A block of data
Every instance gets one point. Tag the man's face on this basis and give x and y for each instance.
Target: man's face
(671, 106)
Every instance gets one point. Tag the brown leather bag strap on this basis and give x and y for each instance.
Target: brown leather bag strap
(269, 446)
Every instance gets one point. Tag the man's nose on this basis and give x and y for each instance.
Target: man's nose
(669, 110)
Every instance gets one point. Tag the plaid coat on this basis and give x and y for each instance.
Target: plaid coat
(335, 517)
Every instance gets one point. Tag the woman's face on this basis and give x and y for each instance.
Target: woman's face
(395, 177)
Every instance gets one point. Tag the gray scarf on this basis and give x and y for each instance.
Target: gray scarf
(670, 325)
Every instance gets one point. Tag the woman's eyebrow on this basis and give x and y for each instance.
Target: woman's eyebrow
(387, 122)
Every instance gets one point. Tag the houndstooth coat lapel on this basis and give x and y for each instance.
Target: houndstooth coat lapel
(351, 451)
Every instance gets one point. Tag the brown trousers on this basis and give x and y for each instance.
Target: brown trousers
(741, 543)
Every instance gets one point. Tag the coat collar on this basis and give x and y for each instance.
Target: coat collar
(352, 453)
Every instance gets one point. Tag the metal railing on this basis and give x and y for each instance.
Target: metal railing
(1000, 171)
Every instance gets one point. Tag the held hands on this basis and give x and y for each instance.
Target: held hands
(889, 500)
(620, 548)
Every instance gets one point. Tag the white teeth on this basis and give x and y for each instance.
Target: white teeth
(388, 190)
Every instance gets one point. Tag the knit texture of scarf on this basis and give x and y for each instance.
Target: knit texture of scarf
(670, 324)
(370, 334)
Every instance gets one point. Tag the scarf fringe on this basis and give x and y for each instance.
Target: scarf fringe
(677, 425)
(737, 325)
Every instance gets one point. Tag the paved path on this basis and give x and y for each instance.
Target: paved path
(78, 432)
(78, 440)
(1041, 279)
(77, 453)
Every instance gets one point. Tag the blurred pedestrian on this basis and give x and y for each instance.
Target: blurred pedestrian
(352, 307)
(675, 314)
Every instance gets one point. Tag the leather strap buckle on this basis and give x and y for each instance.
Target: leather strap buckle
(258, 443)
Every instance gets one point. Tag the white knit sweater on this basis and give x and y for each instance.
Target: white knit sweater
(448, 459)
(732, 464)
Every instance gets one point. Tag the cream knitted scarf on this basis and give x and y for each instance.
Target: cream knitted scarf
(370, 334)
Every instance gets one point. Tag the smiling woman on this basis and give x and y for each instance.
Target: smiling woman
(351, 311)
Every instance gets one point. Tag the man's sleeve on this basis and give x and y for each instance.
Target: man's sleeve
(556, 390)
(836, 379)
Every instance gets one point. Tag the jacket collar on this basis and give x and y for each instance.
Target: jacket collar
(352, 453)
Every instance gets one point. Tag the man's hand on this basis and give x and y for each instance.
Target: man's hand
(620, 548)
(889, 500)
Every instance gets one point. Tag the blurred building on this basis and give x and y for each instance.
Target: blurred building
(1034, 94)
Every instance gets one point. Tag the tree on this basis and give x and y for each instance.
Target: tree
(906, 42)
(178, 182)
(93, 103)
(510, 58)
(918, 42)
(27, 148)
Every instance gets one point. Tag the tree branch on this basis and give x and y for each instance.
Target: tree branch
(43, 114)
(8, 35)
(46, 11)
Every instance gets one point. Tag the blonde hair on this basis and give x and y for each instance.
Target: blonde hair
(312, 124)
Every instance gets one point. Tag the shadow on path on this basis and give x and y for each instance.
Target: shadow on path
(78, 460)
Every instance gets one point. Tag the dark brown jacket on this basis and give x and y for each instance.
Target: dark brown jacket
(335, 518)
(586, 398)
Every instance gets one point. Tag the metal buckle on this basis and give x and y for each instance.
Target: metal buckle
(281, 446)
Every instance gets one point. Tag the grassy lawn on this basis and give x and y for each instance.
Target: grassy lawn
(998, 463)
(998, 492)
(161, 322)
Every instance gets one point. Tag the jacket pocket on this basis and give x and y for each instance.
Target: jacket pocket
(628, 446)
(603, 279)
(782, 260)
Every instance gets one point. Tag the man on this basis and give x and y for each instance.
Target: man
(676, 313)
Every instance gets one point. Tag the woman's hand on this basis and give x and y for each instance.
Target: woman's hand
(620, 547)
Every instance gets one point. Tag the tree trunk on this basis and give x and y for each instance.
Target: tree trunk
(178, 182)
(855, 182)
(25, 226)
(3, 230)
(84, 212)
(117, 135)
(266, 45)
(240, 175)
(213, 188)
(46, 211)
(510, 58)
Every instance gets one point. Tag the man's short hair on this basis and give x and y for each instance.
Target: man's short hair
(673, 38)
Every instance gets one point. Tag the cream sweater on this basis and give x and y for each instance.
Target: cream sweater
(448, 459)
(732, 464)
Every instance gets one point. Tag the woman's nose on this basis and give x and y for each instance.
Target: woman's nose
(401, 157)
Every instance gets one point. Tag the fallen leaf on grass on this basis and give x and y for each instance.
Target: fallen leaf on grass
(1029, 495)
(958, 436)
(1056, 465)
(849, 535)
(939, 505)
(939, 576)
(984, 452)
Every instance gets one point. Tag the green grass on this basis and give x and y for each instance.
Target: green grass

> [Required task] Retype, exactly and only, the lines running from the one with "Every instance gets one point. Tag the jacket pocket" through the final line of the listing above.

> [The solution]
Every instance gets one point. Tag the jacket pocket on this basis and give x and y for each instance.
Target: jacket pocket
(628, 446)
(603, 279)
(782, 260)
Every instance gets one point. Tag the man on this basis and give x and y for each instance.
Target: man
(676, 313)
Every instance gets one point. Tag the woman's hand on this basis and give x and y for each instance.
Target: woman's hand
(620, 547)
Every instance gets one point. Tag the tree trunk on this basis and give x and y for each instance.
Target: tree trunk
(178, 182)
(855, 182)
(25, 226)
(3, 230)
(84, 212)
(117, 135)
(266, 45)
(240, 175)
(213, 188)
(46, 211)
(510, 58)
Every instance gets one point. Tag the man's short hair on this basis and give x and y for each instance.
Target: man's short hair
(673, 38)
Every instance gets one point. Tag the cream sweater on this basis and give x and y for each instance.
Target: cream sweater
(448, 459)
(732, 464)
Every instance gets one point. Tag the woman's nose on this basis and give x and y for each instance.
Target: woman's nose
(401, 157)
Every instance gets one point. Tag the fallen leaf on grass on this basis and give x and y for each instance.
Target: fallen leaf on grass
(1029, 495)
(958, 436)
(1056, 465)
(849, 535)
(939, 505)
(939, 576)
(984, 452)
Every instance gets one point. Tag the green grass on this basis and give x and y for each instance.
Target: green grass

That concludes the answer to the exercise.